__Exercise prompt__.
Each entry should be set down again verbatim, with the images omitted.

__Provided entries__.
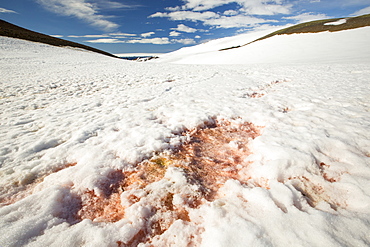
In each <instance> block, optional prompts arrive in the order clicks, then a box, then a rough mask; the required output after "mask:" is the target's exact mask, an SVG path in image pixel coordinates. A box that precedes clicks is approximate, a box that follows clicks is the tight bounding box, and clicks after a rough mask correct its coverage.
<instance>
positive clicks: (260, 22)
mask: <svg viewBox="0 0 370 247" xmlns="http://www.w3.org/2000/svg"><path fill="white" fill-rule="evenodd" d="M183 2H184V3H185V4H184V5H182V6H177V7H174V8H167V10H168V11H170V12H157V13H155V14H153V15H151V16H149V17H151V18H154V17H162V18H169V19H170V20H173V21H181V20H188V21H194V22H197V21H200V22H203V24H204V25H208V26H214V27H217V28H235V27H238V28H239V27H249V26H251V25H255V24H260V23H267V22H275V21H274V20H265V19H262V18H257V17H256V15H276V14H279V15H280V14H290V12H291V8H292V5H291V4H285V1H283V0H207V1H205V0H183ZM230 3H236V4H238V5H239V9H237V10H227V11H225V12H224V13H215V12H212V11H209V10H211V9H213V8H215V7H218V6H222V5H226V4H230ZM177 31H181V30H177Z"/></svg>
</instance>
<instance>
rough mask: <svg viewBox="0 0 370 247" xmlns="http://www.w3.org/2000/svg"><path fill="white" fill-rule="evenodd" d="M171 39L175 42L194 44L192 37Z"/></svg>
mask: <svg viewBox="0 0 370 247" xmlns="http://www.w3.org/2000/svg"><path fill="white" fill-rule="evenodd" d="M171 41H172V42H175V43H180V44H184V45H192V44H196V42H195V40H193V39H173V40H171Z"/></svg>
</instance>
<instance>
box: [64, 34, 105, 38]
mask: <svg viewBox="0 0 370 247" xmlns="http://www.w3.org/2000/svg"><path fill="white" fill-rule="evenodd" d="M67 37H68V38H106V37H109V36H108V35H105V34H87V35H68V36H67Z"/></svg>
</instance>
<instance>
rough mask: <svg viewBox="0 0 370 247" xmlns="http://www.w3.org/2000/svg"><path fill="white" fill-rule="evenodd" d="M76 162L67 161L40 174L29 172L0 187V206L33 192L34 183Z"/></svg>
mask: <svg viewBox="0 0 370 247" xmlns="http://www.w3.org/2000/svg"><path fill="white" fill-rule="evenodd" d="M76 164H77V163H67V164H64V165H62V166H59V167H57V168H54V169H52V170H50V171H47V172H45V173H44V174H42V175H36V174H29V175H28V176H27V177H26V178H25V179H23V180H22V181H15V182H14V183H12V184H10V185H9V186H6V187H2V188H1V189H0V206H6V205H10V204H13V203H15V202H17V201H19V200H21V199H23V198H25V197H27V196H28V195H31V194H32V193H33V189H34V188H35V187H36V185H38V184H40V183H41V182H42V181H44V178H45V177H47V176H49V175H50V174H52V173H56V172H59V171H61V170H63V169H66V168H68V167H71V166H75V165H76Z"/></svg>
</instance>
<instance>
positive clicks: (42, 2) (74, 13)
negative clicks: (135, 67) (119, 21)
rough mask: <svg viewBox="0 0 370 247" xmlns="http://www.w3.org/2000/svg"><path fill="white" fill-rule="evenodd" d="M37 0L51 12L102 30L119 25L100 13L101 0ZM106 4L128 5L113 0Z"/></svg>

__Answer to this exercise__.
In each <instance> block, optional prompts arrive in the order clicks, then a box, then a rough mask; the required output after "mask:" is the target's exact mask, an SVG path in image pixel coordinates. A box that precedes clicks is approximate, a box that follows clicks is the tight bounding box, and clicks after a rough mask correct its coverage.
<instance>
positive clicks: (260, 22)
mask: <svg viewBox="0 0 370 247" xmlns="http://www.w3.org/2000/svg"><path fill="white" fill-rule="evenodd" d="M183 2H184V3H185V4H184V5H182V6H177V7H174V8H167V10H168V11H170V12H157V13H155V14H153V15H151V16H149V17H151V18H154V17H162V18H169V19H170V20H173V21H181V20H188V21H194V22H197V21H200V22H203V24H204V25H208V26H214V27H217V28H235V27H238V28H239V27H249V26H251V25H255V24H260V23H267V22H275V21H274V20H265V19H262V18H257V17H256V15H276V14H279V15H280V14H290V12H291V8H292V5H291V4H285V1H283V0H207V1H205V0H183ZM230 3H236V4H238V5H239V9H237V10H227V11H225V12H224V13H215V12H212V11H209V10H211V9H213V8H215V7H218V6H222V5H226V4H230ZM177 31H181V30H177Z"/></svg>
</instance>
<instance>
rough mask: <svg viewBox="0 0 370 247" xmlns="http://www.w3.org/2000/svg"><path fill="white" fill-rule="evenodd" d="M171 39L175 42L194 44L192 37Z"/></svg>
mask: <svg viewBox="0 0 370 247" xmlns="http://www.w3.org/2000/svg"><path fill="white" fill-rule="evenodd" d="M171 41H172V42H175V43H180V44H184V45H192V44H196V42H195V40H193V39H173V40H171Z"/></svg>
</instance>
<instance>
box: [64, 34, 105, 38]
mask: <svg viewBox="0 0 370 247" xmlns="http://www.w3.org/2000/svg"><path fill="white" fill-rule="evenodd" d="M67 37H68V38H106V37H109V36H108V35H105V34H87V35H68V36H67Z"/></svg>
</instance>
<instance>
rough mask: <svg viewBox="0 0 370 247" xmlns="http://www.w3.org/2000/svg"><path fill="white" fill-rule="evenodd" d="M76 162L67 161L40 174L29 172L0 187V206L33 192L34 183Z"/></svg>
mask: <svg viewBox="0 0 370 247" xmlns="http://www.w3.org/2000/svg"><path fill="white" fill-rule="evenodd" d="M76 164H77V163H67V164H64V165H62V166H59V167H57V168H54V169H52V170H50V171H47V172H45V173H44V174H42V175H36V174H29V175H28V176H27V177H26V178H25V179H23V180H22V181H15V182H14V183H12V184H10V185H9V186H6V187H2V188H1V189H0V206H6V205H10V204H13V203H15V202H17V201H19V200H21V199H23V198H25V197H27V196H28V195H31V194H32V193H33V189H34V188H35V187H36V185H38V184H40V183H41V182H42V181H44V178H45V177H47V176H49V175H50V174H52V173H56V172H59V171H61V170H63V169H66V168H68V167H71V166H75V165H76Z"/></svg>
</instance>
<instance>
positive clicks: (42, 2) (74, 13)
negative clicks: (135, 67) (119, 21)
rough mask: <svg viewBox="0 0 370 247" xmlns="http://www.w3.org/2000/svg"><path fill="white" fill-rule="evenodd" d="M37 0L51 12L102 30L119 25L100 13L101 0ZM106 4L128 5L113 0Z"/></svg>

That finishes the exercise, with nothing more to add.